[Start of Attachment]
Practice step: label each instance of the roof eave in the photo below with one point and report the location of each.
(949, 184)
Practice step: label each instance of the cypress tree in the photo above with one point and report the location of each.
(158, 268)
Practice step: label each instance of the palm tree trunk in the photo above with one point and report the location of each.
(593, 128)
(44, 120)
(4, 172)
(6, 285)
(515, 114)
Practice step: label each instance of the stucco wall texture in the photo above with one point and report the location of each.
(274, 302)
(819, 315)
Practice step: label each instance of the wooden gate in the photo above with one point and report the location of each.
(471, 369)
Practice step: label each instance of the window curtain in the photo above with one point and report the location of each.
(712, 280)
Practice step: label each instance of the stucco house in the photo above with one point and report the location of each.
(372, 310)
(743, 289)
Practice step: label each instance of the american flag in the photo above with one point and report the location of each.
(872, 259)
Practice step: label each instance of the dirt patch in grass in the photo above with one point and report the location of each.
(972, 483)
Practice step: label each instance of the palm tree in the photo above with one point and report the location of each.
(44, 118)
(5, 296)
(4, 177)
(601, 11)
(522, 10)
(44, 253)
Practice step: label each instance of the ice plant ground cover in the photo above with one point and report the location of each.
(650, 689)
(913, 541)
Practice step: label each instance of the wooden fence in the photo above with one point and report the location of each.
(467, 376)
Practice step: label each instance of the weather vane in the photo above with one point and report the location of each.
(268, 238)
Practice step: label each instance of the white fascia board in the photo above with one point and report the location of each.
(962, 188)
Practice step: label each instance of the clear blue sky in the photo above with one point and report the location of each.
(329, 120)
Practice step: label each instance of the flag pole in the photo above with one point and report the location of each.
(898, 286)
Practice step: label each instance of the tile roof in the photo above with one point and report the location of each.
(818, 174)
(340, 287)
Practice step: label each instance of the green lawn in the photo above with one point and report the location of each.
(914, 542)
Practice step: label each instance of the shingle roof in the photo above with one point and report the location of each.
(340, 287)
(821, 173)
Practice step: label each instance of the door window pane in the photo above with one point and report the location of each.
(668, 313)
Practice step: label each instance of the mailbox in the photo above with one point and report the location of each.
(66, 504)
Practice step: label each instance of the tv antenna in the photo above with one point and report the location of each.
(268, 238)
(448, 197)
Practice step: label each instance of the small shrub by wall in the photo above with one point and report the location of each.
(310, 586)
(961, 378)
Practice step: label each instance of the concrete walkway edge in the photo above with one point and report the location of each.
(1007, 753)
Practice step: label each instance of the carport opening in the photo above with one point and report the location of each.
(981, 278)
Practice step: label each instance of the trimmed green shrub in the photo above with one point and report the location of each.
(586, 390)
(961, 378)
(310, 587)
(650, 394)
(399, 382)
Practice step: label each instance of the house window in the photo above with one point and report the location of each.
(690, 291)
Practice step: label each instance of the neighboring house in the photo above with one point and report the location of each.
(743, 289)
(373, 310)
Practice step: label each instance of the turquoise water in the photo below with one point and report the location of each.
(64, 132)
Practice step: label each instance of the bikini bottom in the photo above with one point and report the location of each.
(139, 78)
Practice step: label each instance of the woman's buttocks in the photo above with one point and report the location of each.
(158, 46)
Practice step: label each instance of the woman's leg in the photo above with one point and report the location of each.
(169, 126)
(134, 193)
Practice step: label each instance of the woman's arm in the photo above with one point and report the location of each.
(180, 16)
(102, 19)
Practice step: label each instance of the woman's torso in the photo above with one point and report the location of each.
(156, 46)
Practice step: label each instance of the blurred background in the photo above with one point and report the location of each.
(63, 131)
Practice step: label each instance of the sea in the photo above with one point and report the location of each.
[End of Attachment]
[Start of Attachment]
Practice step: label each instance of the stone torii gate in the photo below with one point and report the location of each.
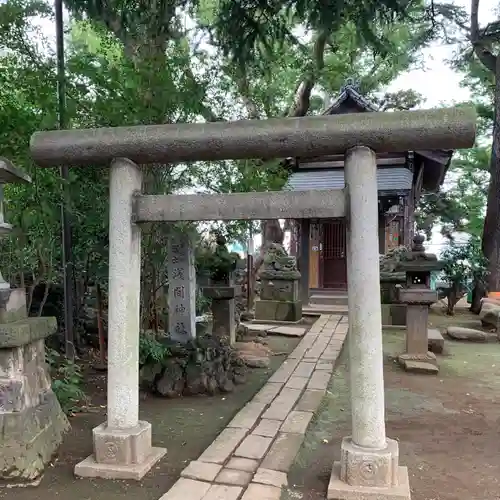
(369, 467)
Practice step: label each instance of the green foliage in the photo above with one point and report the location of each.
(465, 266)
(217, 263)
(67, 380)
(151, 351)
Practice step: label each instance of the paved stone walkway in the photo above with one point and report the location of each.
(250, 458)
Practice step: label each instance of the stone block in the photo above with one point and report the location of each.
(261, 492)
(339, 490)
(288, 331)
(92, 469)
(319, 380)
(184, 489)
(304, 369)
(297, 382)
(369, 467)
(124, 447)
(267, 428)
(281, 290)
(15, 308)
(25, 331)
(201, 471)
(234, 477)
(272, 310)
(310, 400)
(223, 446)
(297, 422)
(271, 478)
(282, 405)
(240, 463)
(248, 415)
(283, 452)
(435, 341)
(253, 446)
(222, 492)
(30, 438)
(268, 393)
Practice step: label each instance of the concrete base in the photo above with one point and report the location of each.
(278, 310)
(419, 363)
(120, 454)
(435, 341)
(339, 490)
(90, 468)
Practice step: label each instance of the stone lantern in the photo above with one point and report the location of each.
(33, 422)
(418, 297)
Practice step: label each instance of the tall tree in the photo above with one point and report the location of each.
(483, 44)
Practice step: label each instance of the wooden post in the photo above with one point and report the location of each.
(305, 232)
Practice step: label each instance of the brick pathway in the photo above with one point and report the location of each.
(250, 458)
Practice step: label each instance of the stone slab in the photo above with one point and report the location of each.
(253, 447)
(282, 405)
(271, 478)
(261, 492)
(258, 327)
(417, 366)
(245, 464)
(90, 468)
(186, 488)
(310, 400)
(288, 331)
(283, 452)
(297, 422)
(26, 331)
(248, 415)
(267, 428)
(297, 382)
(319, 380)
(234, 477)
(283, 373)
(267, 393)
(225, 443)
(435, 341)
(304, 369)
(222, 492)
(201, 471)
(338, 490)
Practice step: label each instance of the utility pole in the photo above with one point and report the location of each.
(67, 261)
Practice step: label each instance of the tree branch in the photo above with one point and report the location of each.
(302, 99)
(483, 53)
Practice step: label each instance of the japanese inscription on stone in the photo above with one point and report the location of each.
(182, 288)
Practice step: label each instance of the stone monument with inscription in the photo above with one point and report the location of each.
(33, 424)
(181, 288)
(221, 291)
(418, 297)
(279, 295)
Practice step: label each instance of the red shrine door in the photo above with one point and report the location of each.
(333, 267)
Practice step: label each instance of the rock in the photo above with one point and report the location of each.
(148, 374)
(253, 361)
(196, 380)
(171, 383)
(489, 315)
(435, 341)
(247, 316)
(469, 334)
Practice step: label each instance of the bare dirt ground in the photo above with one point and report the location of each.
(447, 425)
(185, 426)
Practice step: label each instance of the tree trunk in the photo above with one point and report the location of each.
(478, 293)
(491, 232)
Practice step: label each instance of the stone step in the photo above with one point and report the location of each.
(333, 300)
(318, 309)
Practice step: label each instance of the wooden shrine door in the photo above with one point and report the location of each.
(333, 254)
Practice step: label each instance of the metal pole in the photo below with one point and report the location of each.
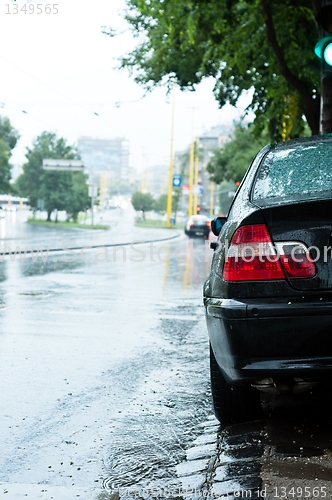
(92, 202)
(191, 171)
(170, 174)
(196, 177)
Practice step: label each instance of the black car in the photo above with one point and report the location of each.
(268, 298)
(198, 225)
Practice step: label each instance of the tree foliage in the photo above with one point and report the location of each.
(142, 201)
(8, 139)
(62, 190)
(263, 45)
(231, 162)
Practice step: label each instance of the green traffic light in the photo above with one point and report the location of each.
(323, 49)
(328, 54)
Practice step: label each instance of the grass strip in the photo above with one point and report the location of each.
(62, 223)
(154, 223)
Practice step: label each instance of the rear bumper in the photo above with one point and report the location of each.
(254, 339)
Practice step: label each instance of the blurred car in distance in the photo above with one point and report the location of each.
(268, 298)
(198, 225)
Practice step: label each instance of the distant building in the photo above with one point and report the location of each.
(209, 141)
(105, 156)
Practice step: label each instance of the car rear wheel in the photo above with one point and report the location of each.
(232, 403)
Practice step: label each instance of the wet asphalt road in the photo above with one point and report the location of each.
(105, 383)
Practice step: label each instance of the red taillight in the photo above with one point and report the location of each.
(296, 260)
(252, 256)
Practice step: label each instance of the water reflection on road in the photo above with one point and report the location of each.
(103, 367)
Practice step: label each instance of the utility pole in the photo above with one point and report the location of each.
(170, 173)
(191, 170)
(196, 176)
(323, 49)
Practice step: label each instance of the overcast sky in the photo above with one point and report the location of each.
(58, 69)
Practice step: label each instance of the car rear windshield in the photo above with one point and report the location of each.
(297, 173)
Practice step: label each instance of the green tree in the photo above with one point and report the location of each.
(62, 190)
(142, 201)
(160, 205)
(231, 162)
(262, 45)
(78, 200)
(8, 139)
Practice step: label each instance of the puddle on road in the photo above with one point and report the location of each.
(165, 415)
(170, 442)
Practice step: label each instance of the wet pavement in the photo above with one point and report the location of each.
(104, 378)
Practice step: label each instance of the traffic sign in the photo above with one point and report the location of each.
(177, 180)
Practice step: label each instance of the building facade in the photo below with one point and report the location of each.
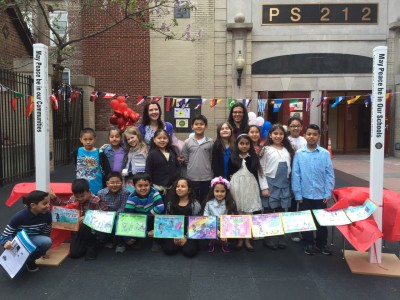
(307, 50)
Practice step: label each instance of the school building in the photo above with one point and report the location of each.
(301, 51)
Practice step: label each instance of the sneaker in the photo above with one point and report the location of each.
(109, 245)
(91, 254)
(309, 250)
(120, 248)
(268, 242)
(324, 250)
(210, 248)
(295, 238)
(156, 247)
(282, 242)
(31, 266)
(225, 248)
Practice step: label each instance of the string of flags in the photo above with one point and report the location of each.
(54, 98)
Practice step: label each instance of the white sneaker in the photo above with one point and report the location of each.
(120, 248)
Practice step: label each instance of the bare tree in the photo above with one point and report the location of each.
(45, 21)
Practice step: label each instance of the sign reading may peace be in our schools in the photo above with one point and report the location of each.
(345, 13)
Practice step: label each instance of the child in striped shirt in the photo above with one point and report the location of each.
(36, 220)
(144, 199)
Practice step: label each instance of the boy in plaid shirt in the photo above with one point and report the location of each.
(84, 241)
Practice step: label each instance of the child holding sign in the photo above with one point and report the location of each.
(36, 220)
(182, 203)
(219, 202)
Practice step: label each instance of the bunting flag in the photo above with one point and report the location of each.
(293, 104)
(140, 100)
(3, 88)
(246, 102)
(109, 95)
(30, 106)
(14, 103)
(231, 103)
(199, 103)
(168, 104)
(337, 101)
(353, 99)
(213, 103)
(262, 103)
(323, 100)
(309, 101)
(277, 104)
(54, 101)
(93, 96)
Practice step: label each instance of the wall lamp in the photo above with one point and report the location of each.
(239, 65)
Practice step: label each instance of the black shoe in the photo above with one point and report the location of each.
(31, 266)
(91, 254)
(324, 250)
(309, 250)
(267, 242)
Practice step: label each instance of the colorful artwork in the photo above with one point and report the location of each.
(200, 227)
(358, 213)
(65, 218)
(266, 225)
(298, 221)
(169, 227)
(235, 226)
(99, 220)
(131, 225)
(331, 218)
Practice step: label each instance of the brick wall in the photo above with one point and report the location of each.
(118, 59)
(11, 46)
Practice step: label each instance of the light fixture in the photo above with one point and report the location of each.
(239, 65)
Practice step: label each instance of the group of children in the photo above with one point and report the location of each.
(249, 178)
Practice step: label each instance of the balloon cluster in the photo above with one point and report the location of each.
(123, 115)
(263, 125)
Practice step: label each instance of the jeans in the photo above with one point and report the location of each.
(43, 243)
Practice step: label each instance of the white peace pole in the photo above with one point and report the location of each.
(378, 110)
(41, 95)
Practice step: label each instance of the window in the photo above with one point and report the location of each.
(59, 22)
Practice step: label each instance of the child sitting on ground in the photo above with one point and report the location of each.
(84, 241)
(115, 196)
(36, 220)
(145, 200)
[End of Attachment]
[Start of Attachment]
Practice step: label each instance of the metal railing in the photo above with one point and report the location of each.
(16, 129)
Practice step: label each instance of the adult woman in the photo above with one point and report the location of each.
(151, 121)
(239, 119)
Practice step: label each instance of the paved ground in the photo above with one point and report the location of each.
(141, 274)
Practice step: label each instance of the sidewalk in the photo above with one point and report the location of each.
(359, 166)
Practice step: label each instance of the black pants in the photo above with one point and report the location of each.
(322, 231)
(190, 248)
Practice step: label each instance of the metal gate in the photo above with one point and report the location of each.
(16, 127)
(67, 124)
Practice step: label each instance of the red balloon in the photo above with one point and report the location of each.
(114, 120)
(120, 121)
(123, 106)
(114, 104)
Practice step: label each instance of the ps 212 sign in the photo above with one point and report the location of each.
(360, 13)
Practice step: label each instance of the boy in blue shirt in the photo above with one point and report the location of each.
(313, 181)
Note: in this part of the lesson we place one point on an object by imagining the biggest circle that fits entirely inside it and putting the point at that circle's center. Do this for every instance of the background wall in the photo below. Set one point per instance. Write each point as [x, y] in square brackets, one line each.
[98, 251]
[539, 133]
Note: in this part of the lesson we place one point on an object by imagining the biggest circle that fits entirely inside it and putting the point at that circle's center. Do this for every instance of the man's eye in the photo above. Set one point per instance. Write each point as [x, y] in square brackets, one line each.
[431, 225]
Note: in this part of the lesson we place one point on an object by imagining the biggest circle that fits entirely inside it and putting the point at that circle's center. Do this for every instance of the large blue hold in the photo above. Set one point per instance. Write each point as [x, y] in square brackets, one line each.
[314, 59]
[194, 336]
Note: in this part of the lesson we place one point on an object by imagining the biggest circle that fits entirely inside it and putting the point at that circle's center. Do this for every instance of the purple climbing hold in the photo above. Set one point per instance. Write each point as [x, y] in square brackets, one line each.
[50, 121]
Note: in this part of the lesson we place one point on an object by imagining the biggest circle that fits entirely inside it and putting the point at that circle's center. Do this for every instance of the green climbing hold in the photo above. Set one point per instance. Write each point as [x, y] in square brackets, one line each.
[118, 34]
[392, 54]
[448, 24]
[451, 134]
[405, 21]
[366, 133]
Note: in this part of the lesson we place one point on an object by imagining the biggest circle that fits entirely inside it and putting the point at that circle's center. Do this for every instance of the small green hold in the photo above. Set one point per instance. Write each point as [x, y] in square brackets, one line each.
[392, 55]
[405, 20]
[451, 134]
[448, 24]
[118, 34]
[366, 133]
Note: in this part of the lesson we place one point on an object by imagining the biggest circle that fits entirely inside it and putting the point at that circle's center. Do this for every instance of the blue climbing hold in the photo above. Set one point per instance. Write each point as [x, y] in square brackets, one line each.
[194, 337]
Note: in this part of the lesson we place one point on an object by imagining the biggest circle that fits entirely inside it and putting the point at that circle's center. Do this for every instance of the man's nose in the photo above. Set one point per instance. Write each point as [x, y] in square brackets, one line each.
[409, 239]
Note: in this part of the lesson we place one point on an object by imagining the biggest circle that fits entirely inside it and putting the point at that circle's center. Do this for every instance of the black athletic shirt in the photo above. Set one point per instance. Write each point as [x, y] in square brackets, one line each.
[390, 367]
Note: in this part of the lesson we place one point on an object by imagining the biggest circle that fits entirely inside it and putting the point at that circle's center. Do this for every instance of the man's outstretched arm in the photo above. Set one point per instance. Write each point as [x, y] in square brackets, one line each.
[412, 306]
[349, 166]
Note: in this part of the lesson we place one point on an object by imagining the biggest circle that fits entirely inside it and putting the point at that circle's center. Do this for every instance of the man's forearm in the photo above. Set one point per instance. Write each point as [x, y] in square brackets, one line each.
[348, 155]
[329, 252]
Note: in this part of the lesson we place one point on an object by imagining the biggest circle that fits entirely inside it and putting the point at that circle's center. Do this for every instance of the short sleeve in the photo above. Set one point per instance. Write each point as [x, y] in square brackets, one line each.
[End of Attachment]
Exercise
Within the data above, the lines from the one with "Practice step: label each instance of the woman's torso" to the one with "Practice step: label each instance of the sea" must be repeated exactly; no other line belongs in the answer.

Output of the exercise
Practice step: label each instance of the woman's torso in the photo above with one point and report the location of each.
(156, 46)
Practice step: label each instance of the blurred background in the photo above with one point and report the location of each.
(63, 131)
Practice step: label each instance of the sea in the photo above with one point and report the location of each.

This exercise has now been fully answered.